# [Given instruction]
Find every line below that contains the string "target" and copy each one. Treat uppercase and lowercase as different, so only exact-case matches count.

# [Source data]
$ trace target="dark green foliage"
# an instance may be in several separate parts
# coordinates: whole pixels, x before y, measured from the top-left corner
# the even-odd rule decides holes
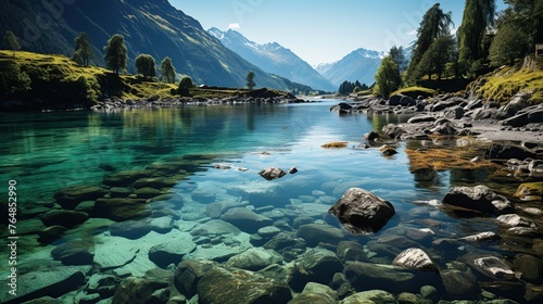
[[[397,88],[402,85],[397,64],[390,56],[386,56],[381,61],[381,65],[375,75],[375,93],[384,98],[388,98],[391,92],[397,90]]]
[[[437,74],[438,80],[441,80],[445,64],[453,59],[454,45],[451,36],[437,38],[420,60],[416,71],[417,78],[426,74],[431,80],[432,74]]]
[[[189,76],[184,76],[179,81],[179,93],[182,96],[187,96],[189,93],[189,89],[193,88],[194,84],[192,83],[192,78]]]
[[[415,49],[413,50],[413,56],[407,68],[407,77],[411,81],[415,80],[415,71],[418,68],[422,56],[428,51],[433,40],[439,37],[450,35],[450,26],[453,23],[452,13],[443,13],[440,9],[440,4],[435,3],[430,10],[428,10],[420,26],[417,29],[417,42]]]
[[[254,86],[256,86],[256,84],[254,83],[254,72],[253,71],[249,71],[247,73],[247,87],[252,90],[254,88]]]
[[[389,55],[397,64],[400,74],[402,74],[407,68],[407,61],[405,60],[403,47],[393,46],[389,51]]]
[[[7,30],[3,35],[3,45],[9,50],[13,51],[13,58],[15,58],[15,51],[21,50],[21,45],[18,45],[18,39],[11,30]]]
[[[526,54],[528,35],[517,27],[504,26],[498,29],[490,47],[490,60],[493,66],[513,65],[515,60]]]
[[[128,49],[126,48],[123,35],[113,35],[110,40],[108,40],[108,46],[104,47],[104,61],[108,68],[112,69],[117,75],[121,69],[126,68]]]
[[[136,71],[143,77],[154,77],[156,75],[156,66],[154,59],[150,54],[139,54],[136,58]]]
[[[172,59],[168,56],[164,58],[164,60],[161,62],[161,75],[166,83],[175,83],[175,67],[172,63]]]
[[[365,91],[369,89],[369,87],[366,84],[361,84],[361,81],[358,80],[354,83],[345,80],[340,85],[338,93],[341,96],[348,96],[352,92],[355,92],[356,88],[358,88],[358,91]]]
[[[89,36],[87,33],[80,33],[75,38],[75,52],[72,60],[83,66],[89,66],[92,55],[92,45],[89,41]]]
[[[30,78],[13,61],[0,61],[0,94],[16,97],[30,90]]]
[[[465,65],[487,58],[484,37],[487,29],[494,25],[495,10],[495,0],[466,1],[464,17],[458,28],[459,61]]]

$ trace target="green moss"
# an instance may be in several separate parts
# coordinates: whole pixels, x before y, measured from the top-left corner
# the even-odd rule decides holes
[[[504,67],[488,76],[477,93],[483,99],[495,102],[507,102],[520,91],[533,92],[531,103],[543,102],[543,72]]]
[[[435,94],[435,90],[416,86],[416,87],[408,87],[408,88],[400,89],[395,92],[392,92],[390,96],[395,96],[395,94],[404,94],[404,96],[408,96],[408,97],[414,98],[414,99],[416,99],[419,96],[421,96],[424,98],[429,98],[429,97],[433,97]]]

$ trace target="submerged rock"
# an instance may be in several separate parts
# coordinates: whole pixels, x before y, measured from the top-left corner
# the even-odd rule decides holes
[[[390,202],[361,188],[349,189],[328,212],[354,235],[377,232],[395,214]]]
[[[228,271],[220,267],[204,274],[197,290],[202,304],[287,303],[292,299],[285,283],[252,271]]]
[[[453,187],[443,198],[443,203],[488,214],[507,214],[514,211],[510,202],[487,186]]]
[[[287,175],[287,173],[280,168],[267,167],[261,170],[258,175],[264,177],[266,180],[273,180],[283,177],[285,175]]]
[[[406,269],[438,271],[438,266],[421,249],[411,248],[400,253],[392,264]]]

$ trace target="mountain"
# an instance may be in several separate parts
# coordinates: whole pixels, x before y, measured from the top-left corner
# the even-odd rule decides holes
[[[88,34],[94,46],[93,63],[103,66],[103,47],[122,34],[128,48],[128,71],[140,53],[156,64],[169,56],[177,73],[198,84],[244,87],[249,71],[258,87],[288,89],[273,77],[225,48],[200,23],[167,0],[0,1],[0,33],[12,30],[23,50],[71,56],[74,39]]]
[[[291,50],[277,42],[258,45],[237,30],[223,31],[212,27],[207,30],[228,49],[260,68],[314,89],[336,91],[337,86],[316,72],[308,63]]]
[[[375,83],[374,75],[383,56],[383,52],[361,48],[334,63],[321,63],[316,66],[316,69],[337,87],[345,80],[358,80],[370,86]]]

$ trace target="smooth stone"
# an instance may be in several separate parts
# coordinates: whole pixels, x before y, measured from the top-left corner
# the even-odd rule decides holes
[[[242,231],[247,231],[249,233],[254,233],[260,228],[269,226],[273,223],[272,218],[256,214],[247,207],[229,208],[220,216],[220,219],[228,221]]]
[[[83,240],[73,240],[55,246],[51,256],[64,265],[90,265],[94,253],[90,250],[92,243]]]
[[[438,266],[421,249],[411,248],[400,253],[394,261],[394,266],[422,271],[438,271]]]
[[[0,303],[23,303],[43,295],[58,297],[85,283],[85,274],[77,267],[49,261],[36,266],[31,271],[17,274],[16,295],[4,289],[0,293]]]
[[[89,219],[89,215],[80,211],[55,210],[41,215],[46,226],[63,226],[72,229]]]
[[[153,218],[149,221],[149,226],[153,231],[167,233],[174,229],[174,218],[169,216]]]
[[[143,220],[126,220],[111,225],[110,231],[112,236],[136,240],[151,232],[151,226]]]
[[[337,244],[343,240],[343,232],[327,224],[302,225],[298,228],[296,236],[304,239],[310,246],[316,246],[320,242]]]
[[[395,214],[390,202],[361,188],[349,189],[328,212],[353,235],[377,232]]]
[[[215,267],[198,282],[200,303],[288,303],[290,289],[247,270]]]
[[[102,271],[119,268],[132,262],[139,249],[126,248],[122,244],[113,243],[108,246],[97,246],[94,251],[94,263]]]
[[[239,235],[241,230],[231,225],[230,223],[222,219],[212,219],[202,225],[197,226],[190,231],[193,237],[204,237],[210,235],[225,236],[225,235]]]
[[[379,303],[379,304],[396,304],[396,299],[390,292],[384,290],[368,290],[357,292],[343,299],[340,304],[362,304],[362,303]]]
[[[108,190],[100,187],[80,185],[63,188],[54,193],[53,198],[63,208],[73,210],[78,203],[93,201],[108,194]]]
[[[227,266],[257,271],[282,262],[282,256],[273,250],[252,248],[228,259]]]
[[[153,302],[153,293],[167,286],[165,280],[128,277],[121,281],[111,303],[161,303]]]
[[[195,261],[185,259],[179,265],[174,274],[174,286],[187,297],[192,297],[197,294],[197,286],[205,274],[213,267],[214,263],[211,261]]]
[[[162,268],[167,267],[169,264],[179,264],[182,257],[194,251],[197,244],[192,242],[190,237],[174,239],[153,245],[149,249],[149,259]]]

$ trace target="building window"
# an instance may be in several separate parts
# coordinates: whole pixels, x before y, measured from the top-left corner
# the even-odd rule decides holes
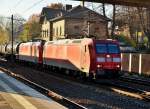
[[[76,26],[74,26],[74,29],[79,29],[79,26],[77,26],[77,25],[76,25]]]
[[[60,36],[61,36],[61,34],[62,34],[61,32],[62,32],[62,31],[61,31],[61,26],[60,26]]]
[[[46,32],[47,32],[47,37],[48,37],[48,30]]]

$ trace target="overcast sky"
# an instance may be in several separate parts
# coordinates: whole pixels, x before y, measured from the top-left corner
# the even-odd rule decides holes
[[[73,6],[80,4],[72,0],[0,0],[0,15],[8,17],[17,13],[27,19],[34,13],[40,13],[42,8],[48,4],[58,2]]]

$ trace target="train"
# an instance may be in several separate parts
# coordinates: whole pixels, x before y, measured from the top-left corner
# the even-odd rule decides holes
[[[10,58],[11,45],[0,45],[0,54]],[[119,43],[110,39],[34,40],[15,43],[13,57],[19,62],[62,69],[64,72],[92,79],[101,75],[118,76],[121,70]]]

# [Answer below]
$ trace target="dark green foliage"
$ trace target="green moss"
$ trace target="submerged rock"
$ trace target="mountain"
$ trace target="smooth stone"
$ trace target="building window"
$ trace target="overcast sky"
$ trace target="train"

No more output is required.